#### Document segment
In low-production environments, plants may require long recovery periods between grazings due to typically slow (in the cold environments) or very erratic (in warmer environments) growing conditions. It is relatively easy to produce widespread overgrazing of plants when animals return too soon. Plants must recover to the point that sufficient material is present to both feed the animals and replenish the litter that protects the soil surface.
With slow or erratic growth, plants and soil surfaces take a long time to begin suffering from excessive rest, or overrest, compared to high-production environments. Because forage quality is usually high, and because mature soil caps are not usually present, very high stock densities are generally less critical to achieving a well-disturbed soil surface and even level of forage utilization. Nonetheless, the bigger and more concentrated the herd, the better for overall ecosystem process functioning
In contrast, plants typically grow so fast in high-production environments that overgrazing is less of a problem. Vast amounts of low quality forage usually ensure an adequate supply of litter, but plants must be eaten or trampled down before the next growing season or they become a major liability. So do undisturbed soil surfaces, which can develop a thick algae cap in just one season. Dealing with these two major challenges requires very high stock density and heavy animal impact every year. See my landscape brittleness and productivity article for more information.

#### Given request A
Rewrite the passage on grazing management starting at "In low-production environments, plants" and ending at "the soil surface.", replacing "animals" with "livestock".
#### Given request B
Write out the records below verbatim, line for line.

#### Raw data
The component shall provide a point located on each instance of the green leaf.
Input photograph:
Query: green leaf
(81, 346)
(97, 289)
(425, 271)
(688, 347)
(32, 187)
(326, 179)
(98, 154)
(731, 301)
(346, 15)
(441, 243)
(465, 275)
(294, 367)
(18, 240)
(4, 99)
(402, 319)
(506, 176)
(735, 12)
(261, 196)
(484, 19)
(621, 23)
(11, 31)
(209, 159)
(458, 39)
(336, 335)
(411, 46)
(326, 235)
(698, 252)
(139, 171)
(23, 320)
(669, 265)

#### Complete answer A
In low-production environments, plants may require long recovery periods between grazings due to typically slow (in the cold environments) or very erratic (in warmer environments) growing conditions. It is relatively easy to produce widespread overgrazing of plants when livestock return too soon. Plants must recover to the point that sufficient material is present to both feed the livestock and replenish the litter that protects the soil surface.

#### Complete answer B
The component shall provide a point located on each instance of the green leaf.
Input photograph:
Query: green leaf
(81, 346)
(97, 289)
(425, 271)
(688, 347)
(32, 187)
(326, 179)
(98, 154)
(731, 301)
(346, 15)
(441, 243)
(465, 275)
(294, 367)
(18, 240)
(4, 99)
(402, 319)
(506, 176)
(735, 12)
(261, 196)
(484, 19)
(621, 23)
(11, 31)
(209, 159)
(458, 39)
(336, 335)
(411, 46)
(326, 235)
(698, 252)
(139, 171)
(23, 320)
(669, 265)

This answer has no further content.